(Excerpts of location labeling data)

= = = =

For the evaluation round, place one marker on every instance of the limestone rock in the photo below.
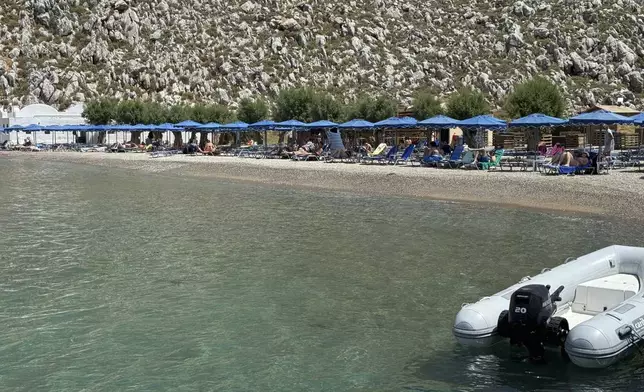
(216, 50)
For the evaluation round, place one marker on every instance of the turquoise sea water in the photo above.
(124, 280)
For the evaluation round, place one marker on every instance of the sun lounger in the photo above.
(389, 156)
(454, 157)
(498, 155)
(570, 170)
(465, 162)
(406, 156)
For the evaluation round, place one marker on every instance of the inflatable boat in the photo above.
(590, 308)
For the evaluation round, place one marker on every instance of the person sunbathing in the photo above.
(431, 153)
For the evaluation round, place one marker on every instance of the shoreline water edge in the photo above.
(619, 194)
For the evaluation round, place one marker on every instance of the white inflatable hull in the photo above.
(602, 301)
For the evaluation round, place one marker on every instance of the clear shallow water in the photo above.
(116, 280)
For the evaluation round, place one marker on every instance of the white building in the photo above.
(40, 114)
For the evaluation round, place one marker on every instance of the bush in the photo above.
(293, 104)
(325, 107)
(100, 111)
(537, 95)
(251, 111)
(372, 109)
(205, 113)
(467, 103)
(426, 105)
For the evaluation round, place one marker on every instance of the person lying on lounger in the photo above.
(432, 153)
(578, 158)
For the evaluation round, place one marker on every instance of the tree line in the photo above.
(537, 95)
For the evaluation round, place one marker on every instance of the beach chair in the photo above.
(465, 162)
(454, 156)
(406, 156)
(390, 156)
(377, 154)
(498, 154)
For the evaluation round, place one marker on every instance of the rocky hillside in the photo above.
(59, 51)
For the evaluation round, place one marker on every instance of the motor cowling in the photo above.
(529, 320)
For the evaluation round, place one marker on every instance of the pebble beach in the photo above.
(619, 194)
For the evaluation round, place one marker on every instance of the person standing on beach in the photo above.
(209, 148)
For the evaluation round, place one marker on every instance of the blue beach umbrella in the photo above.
(236, 126)
(209, 126)
(289, 125)
(33, 128)
(538, 120)
(262, 125)
(483, 122)
(439, 122)
(167, 127)
(356, 124)
(601, 117)
(188, 124)
(638, 119)
(396, 122)
(321, 124)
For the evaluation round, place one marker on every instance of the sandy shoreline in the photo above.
(620, 194)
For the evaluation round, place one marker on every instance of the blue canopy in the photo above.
(209, 126)
(264, 124)
(396, 122)
(188, 124)
(122, 127)
(234, 127)
(538, 120)
(167, 127)
(78, 127)
(290, 124)
(143, 127)
(33, 127)
(440, 122)
(97, 127)
(638, 119)
(483, 122)
(357, 123)
(321, 124)
(600, 117)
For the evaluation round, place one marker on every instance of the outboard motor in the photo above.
(529, 320)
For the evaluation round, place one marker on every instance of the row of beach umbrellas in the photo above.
(600, 117)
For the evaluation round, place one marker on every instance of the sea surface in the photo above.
(116, 280)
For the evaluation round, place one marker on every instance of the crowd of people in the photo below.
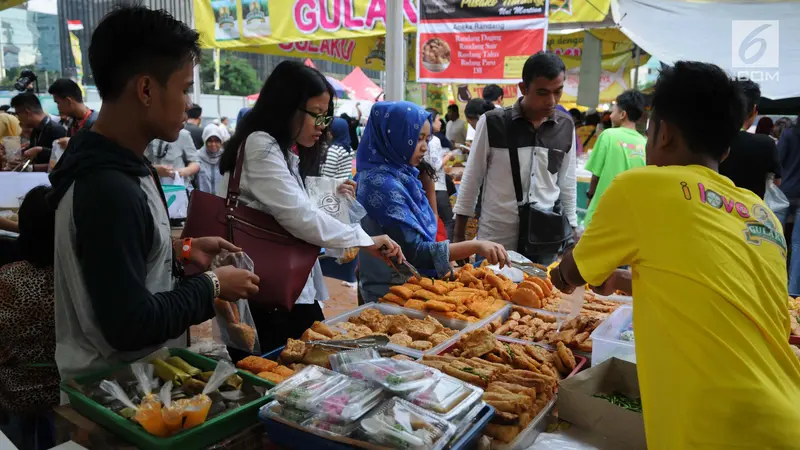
(680, 209)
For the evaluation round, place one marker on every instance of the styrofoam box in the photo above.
(606, 342)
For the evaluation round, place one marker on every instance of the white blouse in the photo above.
(271, 183)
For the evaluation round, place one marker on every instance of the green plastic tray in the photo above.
(211, 432)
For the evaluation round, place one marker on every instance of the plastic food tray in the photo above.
(580, 360)
(386, 309)
(605, 338)
(288, 436)
(507, 312)
(212, 431)
(528, 435)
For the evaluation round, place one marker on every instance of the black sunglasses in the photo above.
(320, 120)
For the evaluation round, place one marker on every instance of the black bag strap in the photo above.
(513, 154)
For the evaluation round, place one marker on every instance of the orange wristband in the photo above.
(186, 250)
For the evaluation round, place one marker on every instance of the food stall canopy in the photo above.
(234, 25)
(754, 39)
(361, 87)
(5, 4)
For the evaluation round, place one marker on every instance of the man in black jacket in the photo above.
(118, 293)
(45, 131)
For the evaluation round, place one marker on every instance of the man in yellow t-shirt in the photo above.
(708, 272)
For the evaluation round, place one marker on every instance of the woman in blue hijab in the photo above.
(393, 145)
(339, 157)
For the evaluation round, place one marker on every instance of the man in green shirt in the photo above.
(617, 149)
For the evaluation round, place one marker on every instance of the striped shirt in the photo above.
(338, 163)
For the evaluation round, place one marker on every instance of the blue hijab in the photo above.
(341, 133)
(388, 187)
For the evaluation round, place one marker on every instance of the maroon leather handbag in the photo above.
(282, 262)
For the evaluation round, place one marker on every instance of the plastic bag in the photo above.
(234, 325)
(775, 199)
(324, 192)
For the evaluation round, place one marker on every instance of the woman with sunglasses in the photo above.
(393, 146)
(293, 111)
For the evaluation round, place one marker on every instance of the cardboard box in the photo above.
(577, 405)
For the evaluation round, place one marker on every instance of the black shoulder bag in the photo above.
(541, 232)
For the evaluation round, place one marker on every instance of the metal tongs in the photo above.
(531, 269)
(348, 344)
(408, 265)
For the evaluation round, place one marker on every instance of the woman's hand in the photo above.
(384, 247)
(348, 188)
(494, 253)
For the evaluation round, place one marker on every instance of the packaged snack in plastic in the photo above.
(275, 409)
(400, 377)
(308, 387)
(349, 402)
(171, 413)
(447, 396)
(350, 356)
(399, 424)
(320, 423)
(195, 409)
(234, 324)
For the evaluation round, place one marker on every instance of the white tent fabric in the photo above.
(759, 40)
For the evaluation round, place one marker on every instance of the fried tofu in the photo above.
(256, 364)
(293, 352)
(401, 291)
(273, 377)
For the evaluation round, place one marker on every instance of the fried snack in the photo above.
(273, 377)
(401, 291)
(283, 371)
(399, 324)
(242, 335)
(565, 355)
(223, 309)
(477, 343)
(421, 345)
(412, 287)
(401, 339)
(321, 328)
(392, 298)
(256, 364)
(311, 335)
(425, 294)
(318, 356)
(526, 297)
(415, 304)
(421, 330)
(293, 352)
(503, 433)
(438, 338)
(435, 305)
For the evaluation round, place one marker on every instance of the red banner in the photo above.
(466, 41)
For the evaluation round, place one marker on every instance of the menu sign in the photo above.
(488, 40)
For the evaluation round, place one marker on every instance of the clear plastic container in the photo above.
(399, 377)
(320, 423)
(447, 396)
(401, 425)
(350, 402)
(606, 338)
(350, 356)
(276, 410)
(308, 387)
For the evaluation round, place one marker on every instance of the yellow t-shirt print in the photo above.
(711, 322)
(760, 224)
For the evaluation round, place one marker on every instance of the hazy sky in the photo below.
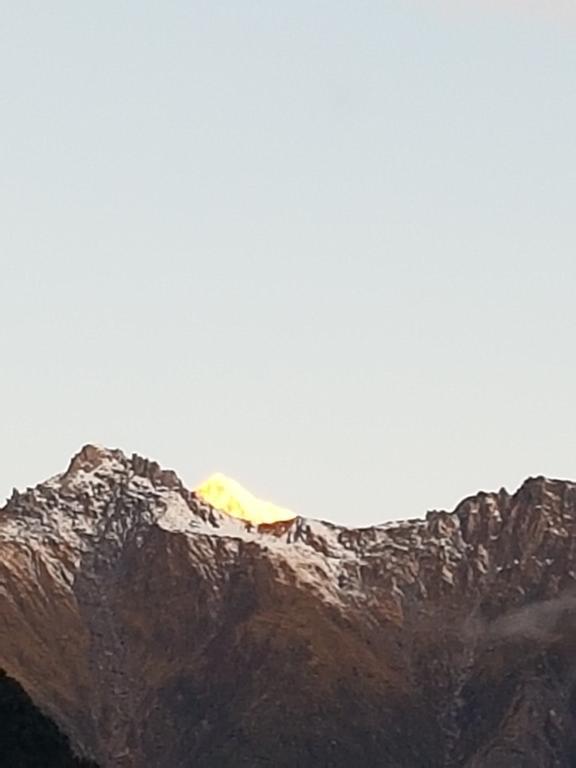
(327, 248)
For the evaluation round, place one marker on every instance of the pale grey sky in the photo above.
(324, 247)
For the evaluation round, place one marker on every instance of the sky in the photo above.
(327, 248)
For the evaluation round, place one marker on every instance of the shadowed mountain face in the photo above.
(28, 739)
(157, 632)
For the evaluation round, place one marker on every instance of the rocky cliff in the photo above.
(149, 630)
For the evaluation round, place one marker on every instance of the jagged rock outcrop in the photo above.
(156, 632)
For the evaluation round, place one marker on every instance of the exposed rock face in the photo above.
(158, 633)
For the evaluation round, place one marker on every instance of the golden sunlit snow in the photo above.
(228, 496)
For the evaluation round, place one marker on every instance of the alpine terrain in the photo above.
(142, 627)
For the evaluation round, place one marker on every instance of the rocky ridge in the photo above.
(155, 631)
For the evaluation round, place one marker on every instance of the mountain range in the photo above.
(141, 627)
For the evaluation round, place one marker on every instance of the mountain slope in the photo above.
(158, 632)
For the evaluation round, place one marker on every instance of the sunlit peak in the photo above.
(228, 496)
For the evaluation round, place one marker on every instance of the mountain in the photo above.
(142, 628)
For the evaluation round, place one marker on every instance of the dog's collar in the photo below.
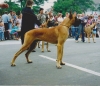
(64, 25)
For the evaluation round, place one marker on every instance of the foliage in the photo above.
(18, 7)
(79, 6)
(98, 7)
(12, 6)
(37, 2)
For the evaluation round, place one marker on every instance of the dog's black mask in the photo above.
(77, 22)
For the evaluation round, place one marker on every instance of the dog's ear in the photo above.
(74, 15)
(70, 14)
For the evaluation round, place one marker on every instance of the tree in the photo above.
(12, 6)
(37, 2)
(98, 7)
(74, 5)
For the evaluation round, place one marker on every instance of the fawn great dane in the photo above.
(88, 31)
(56, 35)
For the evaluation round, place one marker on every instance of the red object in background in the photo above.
(4, 5)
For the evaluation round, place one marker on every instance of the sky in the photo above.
(45, 6)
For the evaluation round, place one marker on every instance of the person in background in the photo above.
(98, 25)
(60, 18)
(14, 31)
(5, 19)
(82, 25)
(10, 21)
(29, 19)
(1, 31)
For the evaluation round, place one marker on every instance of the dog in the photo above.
(55, 35)
(47, 44)
(88, 30)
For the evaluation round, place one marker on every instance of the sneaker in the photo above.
(76, 41)
(84, 41)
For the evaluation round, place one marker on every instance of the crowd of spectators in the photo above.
(10, 24)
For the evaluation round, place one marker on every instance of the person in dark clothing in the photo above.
(29, 19)
(77, 29)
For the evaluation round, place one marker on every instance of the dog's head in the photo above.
(68, 21)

= = = =

**TASK REQUIREMENTS:** All lines from the one with "person in background in the photo above." through the final line above are to be quoted exactly; quote no other line.

**CORRECT ANSWER:**
For the evaluation round, place one marker on every instance of the person in background in the photo above.
(98, 25)
(60, 18)
(14, 31)
(5, 19)
(82, 25)
(10, 21)
(29, 19)
(1, 31)
For the evaluation round, place one marker on every instance of the dog in the photo above.
(55, 35)
(47, 44)
(88, 30)
For the evaluation round, place one marker on every instance of the sneaker in the photo above.
(76, 41)
(84, 41)
For the evaluation round, place one marker on every instance of the crowd of spectators in the photo above.
(10, 24)
For the evaluation round, place one marker on every instance of the person in dark clothing in the photo above.
(29, 19)
(77, 29)
For the evaluation round, place one marker on every instance of the dog's head in the photo above.
(68, 21)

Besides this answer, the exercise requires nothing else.